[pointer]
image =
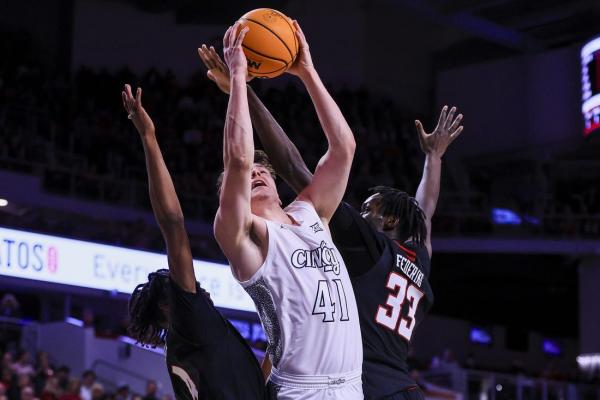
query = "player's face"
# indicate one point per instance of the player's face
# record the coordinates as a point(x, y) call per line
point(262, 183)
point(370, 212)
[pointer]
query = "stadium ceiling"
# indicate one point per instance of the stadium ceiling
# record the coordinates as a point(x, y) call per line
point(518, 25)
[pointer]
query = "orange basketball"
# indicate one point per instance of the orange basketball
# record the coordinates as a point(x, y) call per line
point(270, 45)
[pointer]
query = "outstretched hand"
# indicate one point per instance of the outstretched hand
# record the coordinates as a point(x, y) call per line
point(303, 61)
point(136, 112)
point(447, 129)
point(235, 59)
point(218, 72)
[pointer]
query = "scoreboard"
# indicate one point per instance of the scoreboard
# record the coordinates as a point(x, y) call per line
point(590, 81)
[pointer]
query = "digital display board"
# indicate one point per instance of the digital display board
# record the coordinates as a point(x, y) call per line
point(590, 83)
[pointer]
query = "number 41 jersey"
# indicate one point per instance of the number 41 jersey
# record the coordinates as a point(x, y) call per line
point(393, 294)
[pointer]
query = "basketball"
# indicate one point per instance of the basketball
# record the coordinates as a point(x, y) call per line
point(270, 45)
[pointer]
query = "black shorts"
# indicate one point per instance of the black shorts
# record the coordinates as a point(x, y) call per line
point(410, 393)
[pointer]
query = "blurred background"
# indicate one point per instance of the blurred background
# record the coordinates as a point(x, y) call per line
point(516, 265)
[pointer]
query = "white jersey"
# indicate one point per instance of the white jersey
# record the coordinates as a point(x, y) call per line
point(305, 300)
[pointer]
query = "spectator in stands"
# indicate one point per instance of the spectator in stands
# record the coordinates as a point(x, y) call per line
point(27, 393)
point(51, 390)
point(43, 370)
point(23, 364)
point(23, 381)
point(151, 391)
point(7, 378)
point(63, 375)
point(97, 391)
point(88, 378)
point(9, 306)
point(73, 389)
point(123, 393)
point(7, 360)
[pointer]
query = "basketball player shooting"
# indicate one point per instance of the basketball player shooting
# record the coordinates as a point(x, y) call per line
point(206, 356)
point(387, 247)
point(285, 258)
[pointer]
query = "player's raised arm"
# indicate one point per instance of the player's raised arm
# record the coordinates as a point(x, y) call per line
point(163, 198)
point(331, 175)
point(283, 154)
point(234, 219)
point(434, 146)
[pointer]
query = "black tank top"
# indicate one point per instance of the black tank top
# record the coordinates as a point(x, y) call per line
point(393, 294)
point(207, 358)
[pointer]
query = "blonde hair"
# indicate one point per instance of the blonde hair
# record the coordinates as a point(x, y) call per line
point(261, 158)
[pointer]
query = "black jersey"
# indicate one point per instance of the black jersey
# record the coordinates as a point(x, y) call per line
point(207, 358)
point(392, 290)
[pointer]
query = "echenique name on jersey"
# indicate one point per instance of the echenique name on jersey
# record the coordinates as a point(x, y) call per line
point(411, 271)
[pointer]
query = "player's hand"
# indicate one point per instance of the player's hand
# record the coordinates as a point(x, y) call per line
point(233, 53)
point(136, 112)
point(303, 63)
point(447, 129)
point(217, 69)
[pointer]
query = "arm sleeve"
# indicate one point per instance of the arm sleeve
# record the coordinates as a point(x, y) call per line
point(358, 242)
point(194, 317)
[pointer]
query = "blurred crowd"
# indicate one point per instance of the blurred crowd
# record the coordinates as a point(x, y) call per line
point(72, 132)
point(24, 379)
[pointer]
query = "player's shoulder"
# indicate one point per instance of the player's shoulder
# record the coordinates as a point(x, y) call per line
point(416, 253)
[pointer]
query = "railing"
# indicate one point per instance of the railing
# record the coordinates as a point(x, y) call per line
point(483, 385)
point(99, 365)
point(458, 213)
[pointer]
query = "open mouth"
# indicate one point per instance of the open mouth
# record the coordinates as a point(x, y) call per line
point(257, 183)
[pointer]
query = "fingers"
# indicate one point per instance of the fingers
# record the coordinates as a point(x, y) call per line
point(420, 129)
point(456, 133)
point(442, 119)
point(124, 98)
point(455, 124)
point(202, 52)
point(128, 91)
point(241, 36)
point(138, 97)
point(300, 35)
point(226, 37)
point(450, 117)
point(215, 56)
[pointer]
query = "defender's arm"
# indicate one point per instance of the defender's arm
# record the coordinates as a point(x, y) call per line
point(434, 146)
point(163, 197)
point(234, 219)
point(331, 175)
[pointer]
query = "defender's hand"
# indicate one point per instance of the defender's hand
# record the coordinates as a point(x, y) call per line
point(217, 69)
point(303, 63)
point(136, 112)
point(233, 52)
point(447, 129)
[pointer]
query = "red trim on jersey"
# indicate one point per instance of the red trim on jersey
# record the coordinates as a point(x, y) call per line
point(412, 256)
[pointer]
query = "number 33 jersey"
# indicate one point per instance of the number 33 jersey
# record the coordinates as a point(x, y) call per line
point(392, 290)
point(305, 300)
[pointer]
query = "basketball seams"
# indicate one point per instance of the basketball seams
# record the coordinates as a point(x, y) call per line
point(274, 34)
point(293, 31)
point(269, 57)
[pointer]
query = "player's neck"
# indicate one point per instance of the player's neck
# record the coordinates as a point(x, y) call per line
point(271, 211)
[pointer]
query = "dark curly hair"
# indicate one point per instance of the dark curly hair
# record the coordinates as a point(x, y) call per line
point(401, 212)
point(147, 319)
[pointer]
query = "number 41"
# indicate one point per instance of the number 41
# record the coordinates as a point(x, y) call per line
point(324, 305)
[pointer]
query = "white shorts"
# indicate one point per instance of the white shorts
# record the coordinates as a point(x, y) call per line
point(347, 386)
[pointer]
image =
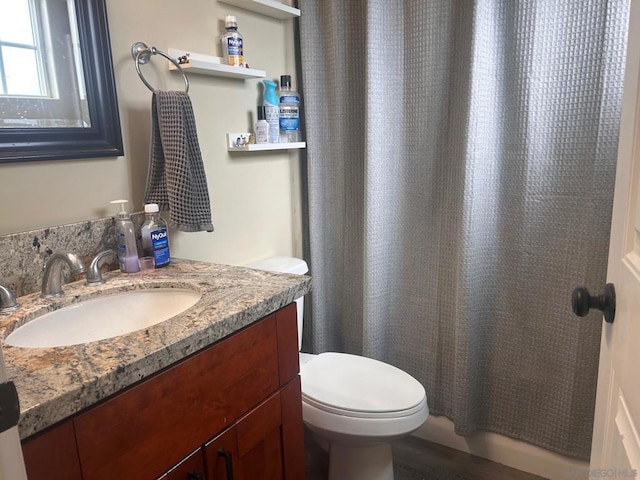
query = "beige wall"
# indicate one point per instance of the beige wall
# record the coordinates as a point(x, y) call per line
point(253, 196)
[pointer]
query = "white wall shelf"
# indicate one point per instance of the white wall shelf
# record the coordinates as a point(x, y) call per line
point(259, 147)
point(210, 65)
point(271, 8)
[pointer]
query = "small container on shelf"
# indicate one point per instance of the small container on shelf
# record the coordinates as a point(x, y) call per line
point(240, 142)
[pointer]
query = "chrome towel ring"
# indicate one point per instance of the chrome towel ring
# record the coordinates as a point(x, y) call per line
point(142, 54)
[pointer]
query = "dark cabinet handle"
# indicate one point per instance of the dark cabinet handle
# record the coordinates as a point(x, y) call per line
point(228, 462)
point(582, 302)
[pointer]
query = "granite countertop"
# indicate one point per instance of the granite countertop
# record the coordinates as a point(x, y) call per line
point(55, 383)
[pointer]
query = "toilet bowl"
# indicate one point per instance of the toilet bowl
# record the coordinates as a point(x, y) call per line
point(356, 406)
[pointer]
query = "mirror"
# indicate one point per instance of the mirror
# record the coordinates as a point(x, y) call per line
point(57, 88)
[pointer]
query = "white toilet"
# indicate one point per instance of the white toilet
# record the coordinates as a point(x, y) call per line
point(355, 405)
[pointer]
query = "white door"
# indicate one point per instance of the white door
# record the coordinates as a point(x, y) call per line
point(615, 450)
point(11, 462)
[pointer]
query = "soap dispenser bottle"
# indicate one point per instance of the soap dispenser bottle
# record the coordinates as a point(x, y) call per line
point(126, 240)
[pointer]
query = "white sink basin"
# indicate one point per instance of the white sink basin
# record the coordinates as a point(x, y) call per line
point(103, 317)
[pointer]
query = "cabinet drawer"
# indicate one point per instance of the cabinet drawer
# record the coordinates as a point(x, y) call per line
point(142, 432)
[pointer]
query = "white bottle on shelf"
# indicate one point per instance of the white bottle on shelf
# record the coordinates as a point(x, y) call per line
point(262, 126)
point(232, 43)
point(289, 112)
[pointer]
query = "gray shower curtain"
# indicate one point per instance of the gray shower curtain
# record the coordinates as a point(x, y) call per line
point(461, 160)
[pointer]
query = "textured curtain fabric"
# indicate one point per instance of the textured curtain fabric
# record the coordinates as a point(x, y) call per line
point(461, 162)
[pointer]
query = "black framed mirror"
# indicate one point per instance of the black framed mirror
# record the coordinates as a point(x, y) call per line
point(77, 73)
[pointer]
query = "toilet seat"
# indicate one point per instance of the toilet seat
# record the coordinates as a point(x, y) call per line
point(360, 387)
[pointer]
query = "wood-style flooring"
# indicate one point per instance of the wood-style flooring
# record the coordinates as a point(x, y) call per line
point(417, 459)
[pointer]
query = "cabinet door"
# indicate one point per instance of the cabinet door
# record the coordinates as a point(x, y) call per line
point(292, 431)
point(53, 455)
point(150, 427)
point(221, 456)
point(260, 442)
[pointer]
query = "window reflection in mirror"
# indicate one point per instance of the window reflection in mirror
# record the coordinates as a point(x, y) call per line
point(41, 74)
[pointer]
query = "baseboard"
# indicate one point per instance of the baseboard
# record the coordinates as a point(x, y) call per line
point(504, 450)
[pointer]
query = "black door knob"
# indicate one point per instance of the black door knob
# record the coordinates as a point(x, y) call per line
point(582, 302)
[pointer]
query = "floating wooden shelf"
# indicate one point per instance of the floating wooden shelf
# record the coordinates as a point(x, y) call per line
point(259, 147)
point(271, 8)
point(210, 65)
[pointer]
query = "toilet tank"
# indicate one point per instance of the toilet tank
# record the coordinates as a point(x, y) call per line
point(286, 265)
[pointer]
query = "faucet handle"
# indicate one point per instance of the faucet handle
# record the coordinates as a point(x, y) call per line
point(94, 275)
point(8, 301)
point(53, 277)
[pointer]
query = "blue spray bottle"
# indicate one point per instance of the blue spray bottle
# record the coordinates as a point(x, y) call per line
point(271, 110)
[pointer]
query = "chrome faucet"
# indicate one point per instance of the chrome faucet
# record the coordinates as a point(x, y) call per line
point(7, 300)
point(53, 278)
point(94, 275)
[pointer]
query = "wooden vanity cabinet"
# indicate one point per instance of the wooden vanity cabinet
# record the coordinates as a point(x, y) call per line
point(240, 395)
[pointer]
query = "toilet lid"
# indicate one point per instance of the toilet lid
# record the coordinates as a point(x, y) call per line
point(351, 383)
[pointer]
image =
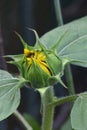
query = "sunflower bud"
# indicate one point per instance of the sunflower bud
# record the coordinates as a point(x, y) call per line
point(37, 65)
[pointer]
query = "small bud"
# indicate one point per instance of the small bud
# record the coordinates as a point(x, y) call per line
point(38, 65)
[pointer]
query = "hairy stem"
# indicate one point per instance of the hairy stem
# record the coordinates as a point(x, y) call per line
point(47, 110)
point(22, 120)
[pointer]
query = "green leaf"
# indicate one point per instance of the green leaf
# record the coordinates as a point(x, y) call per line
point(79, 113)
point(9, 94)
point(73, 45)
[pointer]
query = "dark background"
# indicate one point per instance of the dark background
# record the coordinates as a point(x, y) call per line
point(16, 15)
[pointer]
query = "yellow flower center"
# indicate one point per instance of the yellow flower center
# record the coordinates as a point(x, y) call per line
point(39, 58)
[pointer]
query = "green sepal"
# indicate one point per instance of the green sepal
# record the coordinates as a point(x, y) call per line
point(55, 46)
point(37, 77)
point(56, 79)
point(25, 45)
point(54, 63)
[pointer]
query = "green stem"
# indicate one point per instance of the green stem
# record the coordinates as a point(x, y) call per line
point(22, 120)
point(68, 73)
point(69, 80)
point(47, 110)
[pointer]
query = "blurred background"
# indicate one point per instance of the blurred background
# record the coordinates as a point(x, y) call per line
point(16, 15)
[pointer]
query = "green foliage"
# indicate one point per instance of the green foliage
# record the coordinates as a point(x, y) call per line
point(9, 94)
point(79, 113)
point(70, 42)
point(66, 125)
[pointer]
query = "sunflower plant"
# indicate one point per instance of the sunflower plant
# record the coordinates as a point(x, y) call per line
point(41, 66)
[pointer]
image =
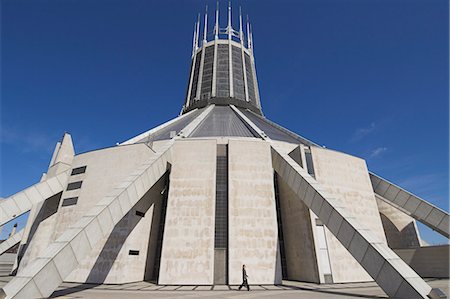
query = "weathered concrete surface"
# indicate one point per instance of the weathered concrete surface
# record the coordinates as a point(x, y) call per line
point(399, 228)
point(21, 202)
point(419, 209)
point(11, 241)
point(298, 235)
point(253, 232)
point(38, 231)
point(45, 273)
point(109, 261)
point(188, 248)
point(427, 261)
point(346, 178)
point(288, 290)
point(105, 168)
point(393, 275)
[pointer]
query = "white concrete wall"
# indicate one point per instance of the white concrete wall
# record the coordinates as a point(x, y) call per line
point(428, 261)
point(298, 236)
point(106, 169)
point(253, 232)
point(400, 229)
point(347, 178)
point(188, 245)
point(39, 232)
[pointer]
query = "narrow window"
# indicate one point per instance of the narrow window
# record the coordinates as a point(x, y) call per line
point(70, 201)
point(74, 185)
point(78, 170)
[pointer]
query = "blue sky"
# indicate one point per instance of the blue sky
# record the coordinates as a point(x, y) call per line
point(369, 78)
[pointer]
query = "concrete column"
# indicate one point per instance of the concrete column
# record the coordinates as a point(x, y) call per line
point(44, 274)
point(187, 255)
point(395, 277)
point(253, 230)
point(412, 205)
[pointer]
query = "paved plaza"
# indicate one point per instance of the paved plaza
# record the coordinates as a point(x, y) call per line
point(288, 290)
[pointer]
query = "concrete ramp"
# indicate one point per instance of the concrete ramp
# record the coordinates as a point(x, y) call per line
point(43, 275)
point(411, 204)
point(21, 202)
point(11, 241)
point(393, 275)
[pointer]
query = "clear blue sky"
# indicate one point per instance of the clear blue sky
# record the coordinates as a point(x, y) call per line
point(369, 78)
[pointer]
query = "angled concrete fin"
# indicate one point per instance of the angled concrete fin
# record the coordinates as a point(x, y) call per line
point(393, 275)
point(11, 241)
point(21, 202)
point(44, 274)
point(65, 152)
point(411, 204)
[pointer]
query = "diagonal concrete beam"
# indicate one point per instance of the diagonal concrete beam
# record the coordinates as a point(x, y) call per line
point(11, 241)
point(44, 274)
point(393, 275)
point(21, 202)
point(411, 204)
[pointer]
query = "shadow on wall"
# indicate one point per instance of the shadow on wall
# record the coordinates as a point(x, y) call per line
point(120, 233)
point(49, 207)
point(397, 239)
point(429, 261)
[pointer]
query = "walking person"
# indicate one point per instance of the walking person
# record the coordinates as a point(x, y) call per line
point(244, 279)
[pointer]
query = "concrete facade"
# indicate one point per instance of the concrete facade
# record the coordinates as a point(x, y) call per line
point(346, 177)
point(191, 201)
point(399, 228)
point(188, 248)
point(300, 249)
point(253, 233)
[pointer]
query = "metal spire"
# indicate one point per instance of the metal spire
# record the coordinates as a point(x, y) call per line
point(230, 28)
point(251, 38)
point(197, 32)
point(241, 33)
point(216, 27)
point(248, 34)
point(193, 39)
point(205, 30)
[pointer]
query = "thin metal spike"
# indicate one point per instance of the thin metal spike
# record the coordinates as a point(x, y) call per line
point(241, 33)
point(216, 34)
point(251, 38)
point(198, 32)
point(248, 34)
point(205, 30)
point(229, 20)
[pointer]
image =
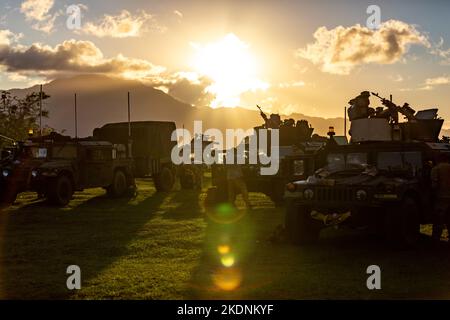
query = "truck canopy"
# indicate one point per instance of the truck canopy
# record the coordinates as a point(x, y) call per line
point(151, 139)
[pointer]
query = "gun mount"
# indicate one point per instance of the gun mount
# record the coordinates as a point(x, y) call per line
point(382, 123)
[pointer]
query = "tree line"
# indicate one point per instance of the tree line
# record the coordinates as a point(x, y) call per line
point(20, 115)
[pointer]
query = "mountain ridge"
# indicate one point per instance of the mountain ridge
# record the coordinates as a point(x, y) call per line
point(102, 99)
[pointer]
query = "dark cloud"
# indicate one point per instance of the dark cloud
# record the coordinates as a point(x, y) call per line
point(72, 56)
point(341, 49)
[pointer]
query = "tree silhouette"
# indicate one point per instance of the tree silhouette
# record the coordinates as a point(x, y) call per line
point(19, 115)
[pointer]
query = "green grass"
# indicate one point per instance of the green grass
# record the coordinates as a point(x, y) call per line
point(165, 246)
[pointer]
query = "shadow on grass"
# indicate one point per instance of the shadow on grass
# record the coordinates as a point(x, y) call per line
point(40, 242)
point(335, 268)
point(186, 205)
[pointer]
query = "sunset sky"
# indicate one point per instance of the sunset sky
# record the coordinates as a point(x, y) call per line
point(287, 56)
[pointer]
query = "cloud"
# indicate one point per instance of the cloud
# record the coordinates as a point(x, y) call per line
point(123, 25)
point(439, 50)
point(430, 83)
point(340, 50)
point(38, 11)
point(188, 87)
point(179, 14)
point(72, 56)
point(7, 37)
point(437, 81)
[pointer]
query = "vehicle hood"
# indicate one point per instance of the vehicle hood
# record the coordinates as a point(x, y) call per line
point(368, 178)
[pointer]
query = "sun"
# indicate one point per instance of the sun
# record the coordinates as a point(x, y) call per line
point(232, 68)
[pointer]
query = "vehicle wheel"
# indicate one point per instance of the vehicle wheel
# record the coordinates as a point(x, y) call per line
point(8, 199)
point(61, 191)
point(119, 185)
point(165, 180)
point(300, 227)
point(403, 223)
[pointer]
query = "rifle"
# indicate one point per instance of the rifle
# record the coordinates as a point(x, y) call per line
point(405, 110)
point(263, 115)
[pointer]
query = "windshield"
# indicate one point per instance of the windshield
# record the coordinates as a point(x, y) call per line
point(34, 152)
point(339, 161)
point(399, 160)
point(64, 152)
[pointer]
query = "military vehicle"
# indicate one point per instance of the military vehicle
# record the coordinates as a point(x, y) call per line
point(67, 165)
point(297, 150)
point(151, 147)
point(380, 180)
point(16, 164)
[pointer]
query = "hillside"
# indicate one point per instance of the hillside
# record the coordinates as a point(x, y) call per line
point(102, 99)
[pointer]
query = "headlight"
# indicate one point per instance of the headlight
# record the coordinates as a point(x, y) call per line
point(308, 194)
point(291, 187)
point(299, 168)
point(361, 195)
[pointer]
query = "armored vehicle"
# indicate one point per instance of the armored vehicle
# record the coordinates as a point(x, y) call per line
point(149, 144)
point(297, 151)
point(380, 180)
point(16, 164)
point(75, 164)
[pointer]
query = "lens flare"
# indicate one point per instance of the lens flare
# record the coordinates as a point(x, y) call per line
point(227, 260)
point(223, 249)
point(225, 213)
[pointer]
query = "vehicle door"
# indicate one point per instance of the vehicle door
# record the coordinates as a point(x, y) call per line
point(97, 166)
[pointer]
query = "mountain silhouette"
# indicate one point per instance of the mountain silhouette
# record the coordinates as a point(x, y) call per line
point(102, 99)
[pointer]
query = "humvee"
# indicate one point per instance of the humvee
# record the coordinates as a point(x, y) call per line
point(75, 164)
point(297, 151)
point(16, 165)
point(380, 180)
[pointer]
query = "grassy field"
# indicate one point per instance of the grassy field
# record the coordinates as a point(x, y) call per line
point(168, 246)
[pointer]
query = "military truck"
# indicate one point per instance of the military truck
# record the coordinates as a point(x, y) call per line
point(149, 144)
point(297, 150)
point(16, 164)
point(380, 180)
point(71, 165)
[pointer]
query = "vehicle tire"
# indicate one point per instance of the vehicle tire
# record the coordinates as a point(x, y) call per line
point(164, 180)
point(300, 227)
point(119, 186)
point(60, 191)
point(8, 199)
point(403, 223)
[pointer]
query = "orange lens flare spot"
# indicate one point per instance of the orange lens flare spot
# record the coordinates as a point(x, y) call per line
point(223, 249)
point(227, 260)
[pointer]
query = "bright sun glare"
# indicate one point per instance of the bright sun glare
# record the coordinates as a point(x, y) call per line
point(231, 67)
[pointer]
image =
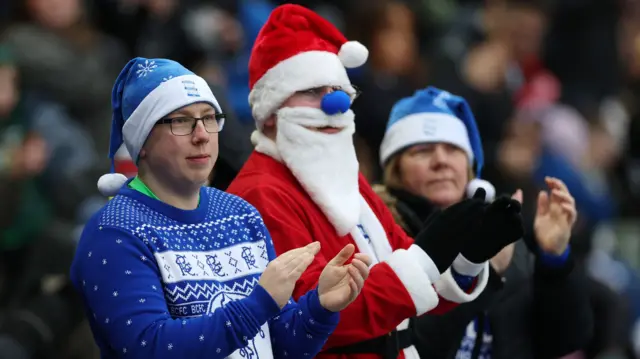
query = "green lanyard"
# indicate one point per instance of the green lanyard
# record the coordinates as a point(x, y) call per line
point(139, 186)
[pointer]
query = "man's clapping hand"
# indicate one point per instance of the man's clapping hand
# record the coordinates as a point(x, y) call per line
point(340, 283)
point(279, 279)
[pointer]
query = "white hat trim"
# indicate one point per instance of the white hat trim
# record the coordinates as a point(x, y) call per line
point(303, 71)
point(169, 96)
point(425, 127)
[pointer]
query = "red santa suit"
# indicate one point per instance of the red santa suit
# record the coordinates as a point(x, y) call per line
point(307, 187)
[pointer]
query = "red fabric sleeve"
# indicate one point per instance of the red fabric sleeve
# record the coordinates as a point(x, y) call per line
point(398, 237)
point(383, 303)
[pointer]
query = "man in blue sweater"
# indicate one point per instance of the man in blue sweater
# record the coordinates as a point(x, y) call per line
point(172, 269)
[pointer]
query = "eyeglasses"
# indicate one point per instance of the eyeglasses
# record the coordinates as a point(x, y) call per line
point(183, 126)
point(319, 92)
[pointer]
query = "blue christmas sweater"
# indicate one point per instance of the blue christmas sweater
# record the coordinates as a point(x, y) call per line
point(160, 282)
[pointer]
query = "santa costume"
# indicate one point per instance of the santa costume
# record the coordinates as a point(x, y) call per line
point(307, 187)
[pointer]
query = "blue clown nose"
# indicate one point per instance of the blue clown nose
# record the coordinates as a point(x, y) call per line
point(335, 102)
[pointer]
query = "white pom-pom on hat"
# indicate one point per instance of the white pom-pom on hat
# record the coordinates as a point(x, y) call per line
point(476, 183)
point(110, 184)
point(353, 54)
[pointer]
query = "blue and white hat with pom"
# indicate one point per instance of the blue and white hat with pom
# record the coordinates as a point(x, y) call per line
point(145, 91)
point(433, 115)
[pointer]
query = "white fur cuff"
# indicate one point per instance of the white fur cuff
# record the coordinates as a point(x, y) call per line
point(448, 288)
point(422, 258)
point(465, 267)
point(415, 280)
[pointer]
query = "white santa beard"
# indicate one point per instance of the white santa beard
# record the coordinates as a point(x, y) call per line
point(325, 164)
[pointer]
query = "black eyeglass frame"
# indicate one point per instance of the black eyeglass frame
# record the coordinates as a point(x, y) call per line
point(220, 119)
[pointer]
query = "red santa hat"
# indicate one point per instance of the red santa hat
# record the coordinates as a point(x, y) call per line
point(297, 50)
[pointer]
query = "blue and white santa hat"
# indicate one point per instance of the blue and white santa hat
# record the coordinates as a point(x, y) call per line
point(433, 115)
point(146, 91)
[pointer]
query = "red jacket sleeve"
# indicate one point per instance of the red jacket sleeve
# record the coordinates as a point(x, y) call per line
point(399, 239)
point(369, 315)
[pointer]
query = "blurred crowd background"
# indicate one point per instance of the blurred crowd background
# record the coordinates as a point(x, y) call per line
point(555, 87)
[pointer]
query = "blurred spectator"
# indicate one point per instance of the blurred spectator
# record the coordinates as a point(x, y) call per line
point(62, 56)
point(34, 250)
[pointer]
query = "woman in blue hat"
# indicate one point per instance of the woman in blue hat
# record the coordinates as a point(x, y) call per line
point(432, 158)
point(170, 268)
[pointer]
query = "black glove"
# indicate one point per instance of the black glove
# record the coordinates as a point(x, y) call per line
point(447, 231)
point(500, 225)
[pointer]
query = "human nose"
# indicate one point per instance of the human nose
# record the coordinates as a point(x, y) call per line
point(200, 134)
● ● ● ● ● ● ●
To be done
Please copy the items from the start through the line containing "point(7, 360)", inclusive, changing "orange basketball" to "orange ball" and leaving everything else as it is. Leave the pictures out of your answer.

Task response
[pointer]
image =
query = "player's face"
# indicate one point per instance of the player's face
# record the coordinates as a point(x, y) call per line
point(262, 183)
point(370, 212)
[pointer]
query = "stadium ceiling"
# indicate one point per instance of the stadium ceiling
# record the coordinates as a point(x, y) call per line
point(518, 25)
[pointer]
query = "orange ball"
# indicate one point per instance of the orange ball
# record the coordinates as a point(x, y) call per line
point(270, 45)
[pointer]
query = "outstretched hand"
# indicate one point per instance of the outstretched hand
# record the coordinates as a point(x, y) call per line
point(303, 61)
point(136, 112)
point(447, 129)
point(235, 59)
point(218, 72)
[pointer]
query = "scoreboard"
# indicate one point per instance of the scoreboard
# record the coordinates as a point(x, y) call per line
point(590, 81)
[pointer]
query = "digital display board"
# indicate one point per instance of the digital display board
# record the coordinates as a point(x, y) call per line
point(590, 83)
[pointer]
query = "number 41 jersey"
# indicate one point per instance of the number 41 jersey
# record the coordinates as a point(x, y) call per line
point(393, 294)
[pointer]
query = "basketball"
# indicate one point per instance of the basketball
# record the coordinates as a point(x, y) call per line
point(270, 45)
[pointer]
query = "black shorts"
# indicate one point per instance of the black shorts
# record the coordinates as a point(x, y) call per line
point(410, 393)
[pointer]
query = "blurred background"
# indicate one point per instance of the blurred background
# record the coordinates as a point(x, y) call per line
point(516, 265)
[pointer]
query = "white jersey"
# indicate one point per instance of the white jersey
# record the coordinates as a point(x, y) call per line
point(305, 300)
[pointer]
query = "spectator in stands"
# indicate one point per instance of the spectator in stands
# record the coordinates as a point(x, y) call per line
point(27, 393)
point(51, 390)
point(43, 370)
point(23, 364)
point(23, 381)
point(151, 391)
point(7, 378)
point(63, 375)
point(97, 391)
point(88, 378)
point(9, 306)
point(73, 389)
point(123, 393)
point(7, 360)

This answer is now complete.